-- EXCERPT PROVIDED follows --

The overall goal of this study was to investigate the feasibility and advantages of combining 131I-MIBG with 90Y-DOTATOC to treat NETs compared to treatment with 90Y-DOTATOC alone through the use of pre-therapy biodistribution and dosimetry results. The importance of this type of approach using the theranostics concept to manage patients with NETs has been recently emphasized [23].

The specific goals were (1) to determine in what fraction of patients with midgut NETs a substantial amount of 131I-MIBG could be safely added to 90Y-DOTATOC without exceeding normal organ dose limits, (2) to determine whether tumor radiation dose levels could be increased by more than 30% through addition of 131I-MIBG to 90Y-DOTATOC, and (3) to determine if additional tumor sites would be targeted through the addition of 131I-MIBG.

Methods

This was a prospective study of patients with metastatic or otherwise non-operable neuroendocrine tumors of midgut origin. All patients were required to have a serum creatinine level of less than 2.0 mg/dl and were excluded if they had undergone prior PRRT.

-- EXCERPT PROVIDED concluded --

YOUR TASKS:
a - In the text on combining 131I-MIBG with 90Y-DOTATOC, what serum creatinine level did patients need to have?
b - Continue the text on combining 131I-MIBG with 90Y-DOTATOC from the point where it stops.
You can ignore the records.

-- DATASET EXCERPTS follows --

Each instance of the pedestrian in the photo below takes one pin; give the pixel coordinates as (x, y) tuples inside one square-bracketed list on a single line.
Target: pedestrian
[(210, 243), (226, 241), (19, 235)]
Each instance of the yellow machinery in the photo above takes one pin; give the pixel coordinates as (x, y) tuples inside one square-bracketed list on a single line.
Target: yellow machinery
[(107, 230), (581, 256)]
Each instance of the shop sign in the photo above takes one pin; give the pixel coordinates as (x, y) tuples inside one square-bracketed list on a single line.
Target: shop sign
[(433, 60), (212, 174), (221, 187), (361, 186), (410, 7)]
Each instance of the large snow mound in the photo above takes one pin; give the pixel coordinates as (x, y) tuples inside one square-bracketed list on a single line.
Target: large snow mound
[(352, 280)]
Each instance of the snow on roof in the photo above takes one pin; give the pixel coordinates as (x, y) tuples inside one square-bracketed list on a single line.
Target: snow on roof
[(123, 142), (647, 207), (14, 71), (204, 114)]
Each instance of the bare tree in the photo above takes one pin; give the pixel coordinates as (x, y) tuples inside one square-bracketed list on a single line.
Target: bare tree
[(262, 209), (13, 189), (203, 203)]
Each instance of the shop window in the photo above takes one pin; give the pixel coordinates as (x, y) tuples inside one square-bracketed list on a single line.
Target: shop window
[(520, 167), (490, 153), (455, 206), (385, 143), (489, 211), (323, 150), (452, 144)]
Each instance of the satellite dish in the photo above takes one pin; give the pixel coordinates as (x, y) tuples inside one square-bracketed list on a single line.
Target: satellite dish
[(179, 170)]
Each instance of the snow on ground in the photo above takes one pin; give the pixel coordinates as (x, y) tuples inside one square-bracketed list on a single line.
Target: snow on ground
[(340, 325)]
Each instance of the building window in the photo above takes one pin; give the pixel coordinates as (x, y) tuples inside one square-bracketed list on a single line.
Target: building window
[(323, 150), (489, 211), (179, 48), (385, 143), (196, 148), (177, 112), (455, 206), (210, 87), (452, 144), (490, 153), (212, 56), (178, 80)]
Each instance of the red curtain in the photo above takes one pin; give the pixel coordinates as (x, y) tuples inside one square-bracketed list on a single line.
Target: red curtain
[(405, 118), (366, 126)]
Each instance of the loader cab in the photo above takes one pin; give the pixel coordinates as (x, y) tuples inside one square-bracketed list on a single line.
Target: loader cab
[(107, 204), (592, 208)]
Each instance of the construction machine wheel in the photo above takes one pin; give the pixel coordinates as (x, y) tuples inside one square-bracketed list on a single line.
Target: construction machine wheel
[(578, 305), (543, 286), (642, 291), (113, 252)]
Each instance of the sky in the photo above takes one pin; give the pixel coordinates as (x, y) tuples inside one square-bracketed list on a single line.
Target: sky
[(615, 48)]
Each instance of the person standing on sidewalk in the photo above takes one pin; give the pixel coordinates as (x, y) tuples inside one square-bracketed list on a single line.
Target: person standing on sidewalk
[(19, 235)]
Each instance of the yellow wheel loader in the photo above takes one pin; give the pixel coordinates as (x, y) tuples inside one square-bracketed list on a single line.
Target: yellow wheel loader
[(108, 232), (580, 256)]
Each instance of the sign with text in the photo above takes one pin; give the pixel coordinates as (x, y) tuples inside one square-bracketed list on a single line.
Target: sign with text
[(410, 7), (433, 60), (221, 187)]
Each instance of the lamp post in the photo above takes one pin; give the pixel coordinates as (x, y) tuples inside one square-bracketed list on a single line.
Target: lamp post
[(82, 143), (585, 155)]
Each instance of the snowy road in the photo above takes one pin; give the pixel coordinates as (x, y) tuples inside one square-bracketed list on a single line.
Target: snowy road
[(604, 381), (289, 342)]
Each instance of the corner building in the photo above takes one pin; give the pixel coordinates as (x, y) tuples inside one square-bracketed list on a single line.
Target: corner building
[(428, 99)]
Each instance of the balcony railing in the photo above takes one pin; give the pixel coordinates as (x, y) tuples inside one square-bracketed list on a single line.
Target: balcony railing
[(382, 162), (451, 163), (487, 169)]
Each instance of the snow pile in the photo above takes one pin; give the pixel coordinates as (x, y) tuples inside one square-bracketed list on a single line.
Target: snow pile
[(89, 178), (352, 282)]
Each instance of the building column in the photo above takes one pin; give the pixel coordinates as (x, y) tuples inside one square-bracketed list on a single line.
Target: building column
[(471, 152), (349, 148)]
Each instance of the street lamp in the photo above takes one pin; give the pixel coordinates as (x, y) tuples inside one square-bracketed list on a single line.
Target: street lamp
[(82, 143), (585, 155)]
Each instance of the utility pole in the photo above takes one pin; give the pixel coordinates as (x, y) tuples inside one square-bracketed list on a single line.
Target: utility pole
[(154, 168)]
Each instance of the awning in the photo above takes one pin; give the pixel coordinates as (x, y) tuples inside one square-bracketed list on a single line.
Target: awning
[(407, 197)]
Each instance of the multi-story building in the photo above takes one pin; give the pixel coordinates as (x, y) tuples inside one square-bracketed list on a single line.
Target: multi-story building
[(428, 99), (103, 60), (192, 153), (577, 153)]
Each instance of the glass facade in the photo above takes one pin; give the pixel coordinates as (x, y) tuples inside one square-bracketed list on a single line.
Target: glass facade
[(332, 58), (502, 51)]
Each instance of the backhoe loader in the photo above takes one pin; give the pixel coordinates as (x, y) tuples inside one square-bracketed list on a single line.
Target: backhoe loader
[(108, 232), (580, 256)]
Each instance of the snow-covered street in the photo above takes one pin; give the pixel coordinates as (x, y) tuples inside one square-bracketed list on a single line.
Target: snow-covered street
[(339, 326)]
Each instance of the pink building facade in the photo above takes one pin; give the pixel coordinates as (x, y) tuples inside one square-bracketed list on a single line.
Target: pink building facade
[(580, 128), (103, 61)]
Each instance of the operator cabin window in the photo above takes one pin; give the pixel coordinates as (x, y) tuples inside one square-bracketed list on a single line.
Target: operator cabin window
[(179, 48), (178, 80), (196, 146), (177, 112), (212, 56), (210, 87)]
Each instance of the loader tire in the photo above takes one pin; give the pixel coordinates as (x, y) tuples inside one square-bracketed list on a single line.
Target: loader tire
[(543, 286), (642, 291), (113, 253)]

-- DATASET EXCERPTS concluded --

ANSWERS TO THE EXERCISE:
a - Less than 2.0 mg/dl.

b -
All subjects underwent imaging (and blood sampling) with tracer amounts of 131I-MIBG and 111In-pentetreotide for purposes of determining individualized radiation dose levels per unit of administered activity to the kidneys, marrow, and select tumor sites. Patients were not allowed to use their short-acting Sandostatin (Sandoz GmbH, Schaftenau, Austria) beginning 12 h prior to day 1 of the study until completion of imaging and were required to be at least 21 days out from their last Sandostatin LAR injection (Sandoz GmbH). Subjects did not receive cationic amino acid infusions. Rather, we built into our model a 20% reduction in renal radiation dose from 90Y-DOTATOC reflecting what is known to occur with the use of a cationic amino acid infusion during an actual 90Y-DOTATOC treatment [24].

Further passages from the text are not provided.